Data records:
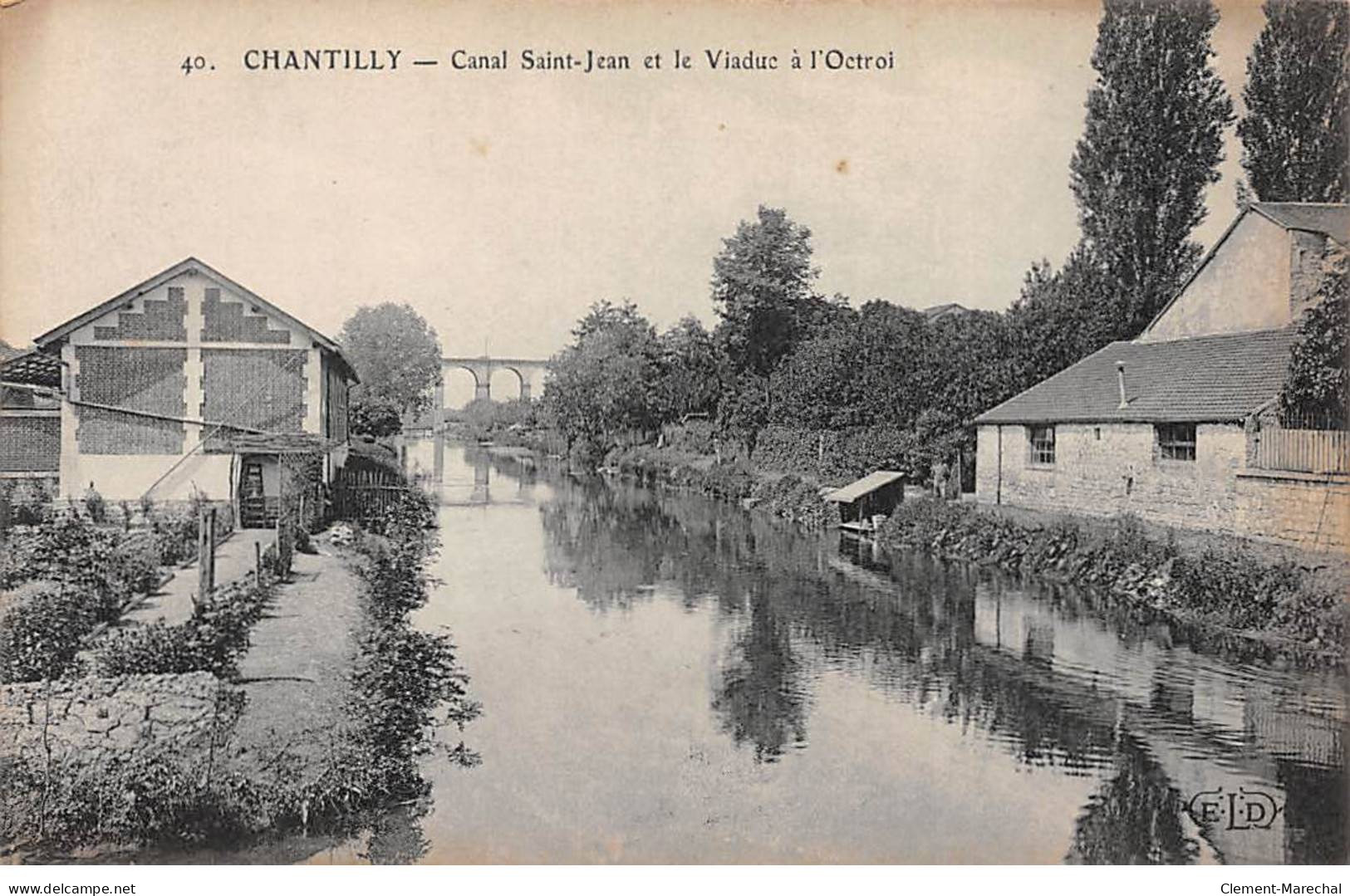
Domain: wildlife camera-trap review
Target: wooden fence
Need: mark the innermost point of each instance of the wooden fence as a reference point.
(361, 494)
(1319, 451)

Problem to solve: Give back all of the entries above exactly, with the pictures excluded.

Reply:
Domain: wildlife camera-trap review
Target: wooden fence
Need: mark the innermost point of each instance of the wooden fence as a reference point.
(361, 494)
(1319, 451)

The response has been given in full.